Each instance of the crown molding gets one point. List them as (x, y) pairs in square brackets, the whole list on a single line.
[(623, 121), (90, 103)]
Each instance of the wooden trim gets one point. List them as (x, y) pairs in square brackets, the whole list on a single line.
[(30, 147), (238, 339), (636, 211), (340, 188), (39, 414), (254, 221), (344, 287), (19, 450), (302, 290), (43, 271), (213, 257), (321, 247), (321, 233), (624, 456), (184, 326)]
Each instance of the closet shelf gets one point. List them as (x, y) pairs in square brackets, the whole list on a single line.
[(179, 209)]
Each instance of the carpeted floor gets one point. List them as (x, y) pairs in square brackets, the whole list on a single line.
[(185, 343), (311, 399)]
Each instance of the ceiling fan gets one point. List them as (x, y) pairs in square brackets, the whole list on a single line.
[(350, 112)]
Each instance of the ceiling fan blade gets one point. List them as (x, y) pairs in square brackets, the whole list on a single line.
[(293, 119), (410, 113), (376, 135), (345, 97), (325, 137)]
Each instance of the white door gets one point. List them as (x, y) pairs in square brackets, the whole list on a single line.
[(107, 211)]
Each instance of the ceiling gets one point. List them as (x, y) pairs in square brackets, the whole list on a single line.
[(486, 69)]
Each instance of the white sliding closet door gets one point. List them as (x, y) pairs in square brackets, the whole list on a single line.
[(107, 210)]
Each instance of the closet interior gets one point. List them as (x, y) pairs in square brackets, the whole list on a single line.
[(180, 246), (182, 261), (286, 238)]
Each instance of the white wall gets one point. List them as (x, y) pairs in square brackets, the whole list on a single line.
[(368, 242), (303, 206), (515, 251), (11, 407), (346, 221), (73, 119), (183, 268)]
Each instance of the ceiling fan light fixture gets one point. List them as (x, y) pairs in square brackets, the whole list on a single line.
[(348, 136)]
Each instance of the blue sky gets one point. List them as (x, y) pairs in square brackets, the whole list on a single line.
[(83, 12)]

****************************************

TASK REQUIREMENTS = Give the data again in full, exactly.

ANSWER SPACE =
Each instance of the crown molding gets one point. List them as (x, y) pairs in square brackets, the whole list on a single line.
[(623, 121), (90, 103)]
Each instance of the wooden trim gets one point. List them as (x, y) pairs in square brackets, the whole list on a single line.
[(30, 147), (238, 339), (636, 211), (340, 188), (39, 414), (254, 221), (344, 287), (19, 450), (302, 290), (43, 271), (213, 257), (321, 247), (321, 233), (624, 456), (184, 326)]
Each instance of the closet shelf gets one point. List them as (x, y) pairs in square brackets, the whole list on a single line.
[(179, 209)]
Each instance of the carpeted floor gets one point. List them as (x, y) pairs in square brackets, the whole list on a single line.
[(185, 343), (311, 399)]
Each instance of the ceiling fan gets one point. List them as (x, y) pairs in square brackets, the whole list on a single line.
[(350, 112)]
Each instance of the ceiling fan blade gets one point. List them as (x, y) pairs in square brackets, the whole list on a single line.
[(293, 119), (410, 113), (376, 135), (345, 97), (325, 137)]
Each instance of the white door gets one point. List them as (x, y) pairs in square brackets, the whole list on a single line.
[(107, 211)]
Each instance of the ceiling gets one point. List them as (x, y) pairs in square brackets, the whole list on a single line.
[(486, 69)]
Each instance of the white sliding closet door gets one point. List them as (x, y) pairs in square brackets, the whole list on a single line.
[(107, 210)]
Each instance of the closet interior gets one point. List them as (x, y) pairs in square brackets, the whole list on a single line.
[(180, 246), (182, 261), (286, 238)]
Each instance of the white wall gets one point. List them as (x, y) pairs in square brackets, the whole list on a single line.
[(368, 242), (303, 206), (515, 251), (11, 407), (346, 221), (73, 119), (183, 268)]
Each instance of the ceiling fan light fixture gets one point. List them as (x, y) pairs in square brackets, the whole list on a single line.
[(348, 136)]
Each instance of the blue sky gets one point. List them as (x, y) pairs in square brackets, the whole list on a single line.
[(83, 12)]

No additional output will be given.